— START Given data —

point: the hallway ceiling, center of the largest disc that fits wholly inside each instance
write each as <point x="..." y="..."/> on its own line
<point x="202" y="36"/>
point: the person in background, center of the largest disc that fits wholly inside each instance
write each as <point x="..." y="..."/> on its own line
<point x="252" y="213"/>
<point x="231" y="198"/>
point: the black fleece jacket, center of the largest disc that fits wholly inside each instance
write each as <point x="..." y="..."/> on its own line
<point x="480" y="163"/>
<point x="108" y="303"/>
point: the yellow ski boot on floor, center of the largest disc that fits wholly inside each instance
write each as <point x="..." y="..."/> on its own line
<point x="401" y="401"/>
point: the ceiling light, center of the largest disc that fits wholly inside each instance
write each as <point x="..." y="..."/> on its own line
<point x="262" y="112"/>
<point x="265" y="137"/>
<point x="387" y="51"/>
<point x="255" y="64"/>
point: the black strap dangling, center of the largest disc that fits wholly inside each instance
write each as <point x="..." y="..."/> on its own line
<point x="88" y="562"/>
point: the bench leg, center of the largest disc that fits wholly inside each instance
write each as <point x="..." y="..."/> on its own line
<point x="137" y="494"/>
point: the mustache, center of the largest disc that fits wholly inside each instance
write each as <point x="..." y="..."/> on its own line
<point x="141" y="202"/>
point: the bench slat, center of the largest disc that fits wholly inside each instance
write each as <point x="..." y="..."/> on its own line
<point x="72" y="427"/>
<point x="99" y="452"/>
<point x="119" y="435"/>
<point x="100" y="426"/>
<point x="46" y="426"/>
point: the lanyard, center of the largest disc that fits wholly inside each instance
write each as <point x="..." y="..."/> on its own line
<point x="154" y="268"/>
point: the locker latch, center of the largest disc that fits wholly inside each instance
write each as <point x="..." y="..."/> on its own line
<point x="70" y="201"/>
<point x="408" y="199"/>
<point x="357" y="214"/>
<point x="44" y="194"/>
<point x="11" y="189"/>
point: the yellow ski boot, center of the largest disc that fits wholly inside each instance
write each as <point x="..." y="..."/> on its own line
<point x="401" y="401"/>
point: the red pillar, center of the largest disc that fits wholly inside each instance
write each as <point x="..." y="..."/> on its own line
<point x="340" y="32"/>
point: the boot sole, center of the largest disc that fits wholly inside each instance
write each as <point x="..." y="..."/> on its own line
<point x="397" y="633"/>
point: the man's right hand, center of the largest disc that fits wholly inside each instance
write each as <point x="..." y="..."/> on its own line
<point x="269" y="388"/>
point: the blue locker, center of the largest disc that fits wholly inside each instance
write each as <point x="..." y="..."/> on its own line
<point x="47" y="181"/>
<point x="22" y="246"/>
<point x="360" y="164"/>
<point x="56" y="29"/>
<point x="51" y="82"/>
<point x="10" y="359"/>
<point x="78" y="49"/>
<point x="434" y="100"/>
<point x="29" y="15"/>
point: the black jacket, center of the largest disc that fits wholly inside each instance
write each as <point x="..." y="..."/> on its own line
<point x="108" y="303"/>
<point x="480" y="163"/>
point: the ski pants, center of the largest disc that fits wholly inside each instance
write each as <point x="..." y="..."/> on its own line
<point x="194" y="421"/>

— END Given data —

**What to work on:** Rewrite the rows above as a numbered list, skipping any blank lines.

**Solution for this task:**
1. point: the hallway ceiling, center of the largest disc that fits wholly inside each instance
2. write each as <point x="..." y="..."/> on its own line
3. <point x="202" y="36"/>
4. point: the person in background, center of the largest disc that fits wholly inside each instance
5. write each as <point x="..." y="..."/> on its own line
6. <point x="252" y="213"/>
7. <point x="231" y="198"/>
8. point: the black fleece jacket, center of the largest disc that fits wholly inside each instance
9. write each as <point x="..." y="..."/> on its own line
10. <point x="480" y="163"/>
11. <point x="108" y="303"/>
12. point: the yellow ski boot on floor, center of the largest disc that fits wholly inside each instance
13. write each as <point x="..." y="..."/> on its own line
14. <point x="401" y="401"/>
15. point: the ceiling light, center of the largest disc that fits wholly inside each instance
16. write each as <point x="..." y="..."/> on its own line
17. <point x="262" y="112"/>
18. <point x="265" y="137"/>
19. <point x="387" y="51"/>
20. <point x="255" y="64"/>
21. point: the black strap dangling, center of the largest disc that fits wholly inside each instance
22. write each as <point x="..." y="..."/> on its own line
23. <point x="88" y="562"/>
24. point: the bench leg, center of the largest disc that fits wholly inside each instance
25. write each as <point x="..." y="..."/> on its own line
26. <point x="137" y="494"/>
27. point: the mustache, center of the largest disc that fits wholly inside each instance
28. write each as <point x="..." y="..."/> on its own line
29. <point x="141" y="202"/>
30. point: the bench slat, center of the largest disc that fits wholly inside each instance
31. write each as <point x="..." y="..."/> on its own line
32. <point x="72" y="427"/>
33. <point x="99" y="452"/>
34. <point x="119" y="435"/>
35. <point x="100" y="426"/>
36. <point x="46" y="426"/>
37. point: the lanyard, center of the largest disc that fits wholly inside each instance
38. write each as <point x="..." y="..."/> on its own line
39. <point x="154" y="268"/>
40. point: the locker latch, center of the largest disc that fits wholly inside each instance
41. write each as <point x="..." y="..."/> on its own line
42. <point x="70" y="201"/>
43. <point x="408" y="199"/>
44. <point x="357" y="214"/>
45. <point x="44" y="194"/>
46. <point x="11" y="189"/>
47. point: the yellow ski boot, center of the largest disc that fits wholly inside each instance
48. write each as <point x="..." y="..."/> on its own line
49. <point x="401" y="401"/>
50. point: the red pillar, center of the largest disc that fits wholly inside each instance
51. write each as <point x="..." y="..."/> on its own line
52. <point x="340" y="32"/>
53. point: the boot sole, center of the largest disc that fits wholly inside each instance
54. write each as <point x="..." y="..."/> on its own line
55. <point x="397" y="633"/>
56. point: the man's right hand, center of the largest disc that fits wholly inside each instance
57. write each as <point x="..." y="..."/> on its own line
58. <point x="269" y="388"/>
59. point: the blue locker, center of the largest disc that fits wholly inside each instance
60. write each as <point x="..." y="..."/> on its own line
61. <point x="47" y="181"/>
62. <point x="22" y="246"/>
63. <point x="360" y="164"/>
64. <point x="56" y="29"/>
65. <point x="51" y="82"/>
66. <point x="10" y="359"/>
67. <point x="78" y="49"/>
68. <point x="434" y="100"/>
69. <point x="29" y="15"/>
70. point: the black jacket, center of the largest disc that fits wholly inside each instance
71. write each as <point x="..." y="..."/> on its own line
72. <point x="108" y="303"/>
73. <point x="480" y="163"/>
74. point: the ski pants, center of the largest disc that fits wholly inside each instance
75. write each as <point x="..." y="..."/> on its own line
76. <point x="194" y="421"/>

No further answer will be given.